Dataset excerpts on object pointing:
============================================================

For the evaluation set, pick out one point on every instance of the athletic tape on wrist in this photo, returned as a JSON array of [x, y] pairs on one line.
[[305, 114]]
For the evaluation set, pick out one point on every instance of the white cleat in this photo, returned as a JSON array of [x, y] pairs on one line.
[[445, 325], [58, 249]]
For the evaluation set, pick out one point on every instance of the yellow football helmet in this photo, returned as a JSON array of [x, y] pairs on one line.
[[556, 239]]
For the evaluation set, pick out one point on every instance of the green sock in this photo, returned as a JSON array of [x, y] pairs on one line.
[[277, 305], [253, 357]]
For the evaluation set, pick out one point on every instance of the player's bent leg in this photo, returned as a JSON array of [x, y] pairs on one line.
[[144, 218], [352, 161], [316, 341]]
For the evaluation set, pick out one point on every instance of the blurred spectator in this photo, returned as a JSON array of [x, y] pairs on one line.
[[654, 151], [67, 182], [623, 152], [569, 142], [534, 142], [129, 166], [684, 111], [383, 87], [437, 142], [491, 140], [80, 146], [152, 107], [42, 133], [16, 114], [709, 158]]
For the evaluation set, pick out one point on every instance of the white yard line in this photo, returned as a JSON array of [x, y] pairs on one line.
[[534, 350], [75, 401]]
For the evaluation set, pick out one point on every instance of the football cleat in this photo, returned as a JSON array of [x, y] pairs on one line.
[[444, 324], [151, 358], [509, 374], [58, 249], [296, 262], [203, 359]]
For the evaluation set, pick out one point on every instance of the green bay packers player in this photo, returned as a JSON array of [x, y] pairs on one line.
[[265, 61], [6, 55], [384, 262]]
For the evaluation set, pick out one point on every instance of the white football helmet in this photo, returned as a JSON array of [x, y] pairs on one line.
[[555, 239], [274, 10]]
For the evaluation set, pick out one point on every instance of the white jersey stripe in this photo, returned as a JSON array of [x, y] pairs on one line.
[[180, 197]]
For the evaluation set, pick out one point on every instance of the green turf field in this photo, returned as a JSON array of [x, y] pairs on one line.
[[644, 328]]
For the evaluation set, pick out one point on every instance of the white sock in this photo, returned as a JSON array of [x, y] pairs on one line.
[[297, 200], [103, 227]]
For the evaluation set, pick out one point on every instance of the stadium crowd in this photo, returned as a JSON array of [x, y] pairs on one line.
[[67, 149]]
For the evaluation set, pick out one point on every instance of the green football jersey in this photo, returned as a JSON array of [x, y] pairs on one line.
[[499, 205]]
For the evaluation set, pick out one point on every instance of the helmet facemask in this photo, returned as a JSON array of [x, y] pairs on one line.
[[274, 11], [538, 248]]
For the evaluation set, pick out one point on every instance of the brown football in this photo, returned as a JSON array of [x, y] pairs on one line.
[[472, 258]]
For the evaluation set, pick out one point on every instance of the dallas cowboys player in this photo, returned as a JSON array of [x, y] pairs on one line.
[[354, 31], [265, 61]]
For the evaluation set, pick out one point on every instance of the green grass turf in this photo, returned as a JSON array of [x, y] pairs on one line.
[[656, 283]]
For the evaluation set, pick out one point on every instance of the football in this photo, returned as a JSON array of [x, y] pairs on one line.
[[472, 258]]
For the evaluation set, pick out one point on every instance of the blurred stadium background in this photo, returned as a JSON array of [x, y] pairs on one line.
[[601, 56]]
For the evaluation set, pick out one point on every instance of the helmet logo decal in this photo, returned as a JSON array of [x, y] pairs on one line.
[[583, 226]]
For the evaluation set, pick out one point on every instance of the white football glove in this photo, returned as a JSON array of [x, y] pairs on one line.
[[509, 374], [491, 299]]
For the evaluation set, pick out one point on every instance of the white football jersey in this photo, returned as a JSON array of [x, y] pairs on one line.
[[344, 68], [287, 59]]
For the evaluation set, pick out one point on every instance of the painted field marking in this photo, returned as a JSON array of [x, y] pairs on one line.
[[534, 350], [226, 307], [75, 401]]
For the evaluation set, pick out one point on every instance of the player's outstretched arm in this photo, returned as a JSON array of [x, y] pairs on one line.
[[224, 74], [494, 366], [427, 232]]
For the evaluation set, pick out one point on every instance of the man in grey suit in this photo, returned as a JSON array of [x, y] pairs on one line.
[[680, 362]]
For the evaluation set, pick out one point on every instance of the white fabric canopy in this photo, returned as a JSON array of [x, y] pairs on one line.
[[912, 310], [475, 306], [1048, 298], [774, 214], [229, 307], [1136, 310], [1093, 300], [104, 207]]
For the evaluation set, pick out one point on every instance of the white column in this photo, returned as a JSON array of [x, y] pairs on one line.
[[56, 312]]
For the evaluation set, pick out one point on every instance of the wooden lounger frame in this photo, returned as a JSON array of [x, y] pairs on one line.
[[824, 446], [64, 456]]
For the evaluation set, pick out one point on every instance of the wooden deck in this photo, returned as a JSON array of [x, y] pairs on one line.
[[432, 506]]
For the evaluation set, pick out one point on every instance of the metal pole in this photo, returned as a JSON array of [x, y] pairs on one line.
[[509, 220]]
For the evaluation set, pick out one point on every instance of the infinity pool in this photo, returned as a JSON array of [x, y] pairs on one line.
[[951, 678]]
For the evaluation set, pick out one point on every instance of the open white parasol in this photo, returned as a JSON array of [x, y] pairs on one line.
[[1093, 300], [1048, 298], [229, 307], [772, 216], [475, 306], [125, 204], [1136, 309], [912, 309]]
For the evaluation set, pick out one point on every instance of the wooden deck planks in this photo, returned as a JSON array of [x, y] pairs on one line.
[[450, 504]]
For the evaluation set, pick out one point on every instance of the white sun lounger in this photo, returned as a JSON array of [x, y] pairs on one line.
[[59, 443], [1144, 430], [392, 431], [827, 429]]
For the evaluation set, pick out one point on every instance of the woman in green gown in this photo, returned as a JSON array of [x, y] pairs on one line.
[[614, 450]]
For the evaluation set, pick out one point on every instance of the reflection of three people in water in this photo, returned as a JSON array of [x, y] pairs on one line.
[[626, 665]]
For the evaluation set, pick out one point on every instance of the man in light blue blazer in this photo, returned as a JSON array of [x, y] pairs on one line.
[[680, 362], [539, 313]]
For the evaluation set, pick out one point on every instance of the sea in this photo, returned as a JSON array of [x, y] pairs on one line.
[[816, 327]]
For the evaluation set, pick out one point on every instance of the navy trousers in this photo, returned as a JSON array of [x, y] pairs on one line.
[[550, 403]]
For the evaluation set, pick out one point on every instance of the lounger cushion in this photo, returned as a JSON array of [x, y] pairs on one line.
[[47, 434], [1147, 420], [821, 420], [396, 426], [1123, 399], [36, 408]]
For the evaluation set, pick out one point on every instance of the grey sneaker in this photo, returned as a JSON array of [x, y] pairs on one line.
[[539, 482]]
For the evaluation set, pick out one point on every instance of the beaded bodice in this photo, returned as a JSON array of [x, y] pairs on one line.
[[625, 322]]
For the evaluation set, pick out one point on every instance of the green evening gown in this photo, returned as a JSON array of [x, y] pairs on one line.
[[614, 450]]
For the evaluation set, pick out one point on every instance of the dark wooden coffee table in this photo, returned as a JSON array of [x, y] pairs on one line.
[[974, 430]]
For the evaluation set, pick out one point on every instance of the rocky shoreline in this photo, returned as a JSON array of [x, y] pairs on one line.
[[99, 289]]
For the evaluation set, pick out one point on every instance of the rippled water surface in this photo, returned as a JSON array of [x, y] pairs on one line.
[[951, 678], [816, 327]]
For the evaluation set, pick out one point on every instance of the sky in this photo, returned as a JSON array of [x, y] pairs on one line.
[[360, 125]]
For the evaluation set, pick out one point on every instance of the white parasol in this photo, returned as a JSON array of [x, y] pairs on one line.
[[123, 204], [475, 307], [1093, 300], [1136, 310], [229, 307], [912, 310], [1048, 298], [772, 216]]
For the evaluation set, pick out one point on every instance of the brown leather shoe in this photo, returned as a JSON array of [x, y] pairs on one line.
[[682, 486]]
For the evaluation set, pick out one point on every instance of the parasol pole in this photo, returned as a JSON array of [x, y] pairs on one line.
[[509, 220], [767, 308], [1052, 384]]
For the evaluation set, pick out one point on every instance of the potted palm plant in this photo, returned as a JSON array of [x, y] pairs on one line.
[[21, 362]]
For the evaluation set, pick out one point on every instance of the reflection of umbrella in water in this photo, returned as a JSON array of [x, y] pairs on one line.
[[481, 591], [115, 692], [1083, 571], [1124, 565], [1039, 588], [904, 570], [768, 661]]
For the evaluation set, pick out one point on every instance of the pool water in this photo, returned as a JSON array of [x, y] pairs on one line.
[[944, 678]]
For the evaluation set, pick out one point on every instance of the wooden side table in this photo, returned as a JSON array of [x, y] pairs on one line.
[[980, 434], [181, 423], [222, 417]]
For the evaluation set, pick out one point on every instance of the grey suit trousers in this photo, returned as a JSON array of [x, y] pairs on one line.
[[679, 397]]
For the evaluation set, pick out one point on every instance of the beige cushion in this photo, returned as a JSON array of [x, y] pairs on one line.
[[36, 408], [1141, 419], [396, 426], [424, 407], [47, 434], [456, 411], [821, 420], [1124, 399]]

============================================================

Problem statement: Please write out the rows again, starting with the line with "of the potted" and going on through the line with "[[944, 678]]", replacing "pick out" with "mark" and leaving everything else unchanged.

Solution to the problem:
For the evaluation set, mark one point on every instance of the potted palm plant in this photo, returned as a JSON array of [x, y] pairs on one line.
[[21, 362]]
For the evaluation set, mark one point on every instance of the reflection of umbrella in water in this photo, returned as a JSON array of [x, y] pairs on one line.
[[481, 591], [115, 692], [1083, 571], [1124, 565], [1039, 588], [904, 570], [768, 661]]
For the evaluation set, mark one point on every instance of the pool water in this photo, returned as a JSON array of [x, y] pairs on one line.
[[944, 678]]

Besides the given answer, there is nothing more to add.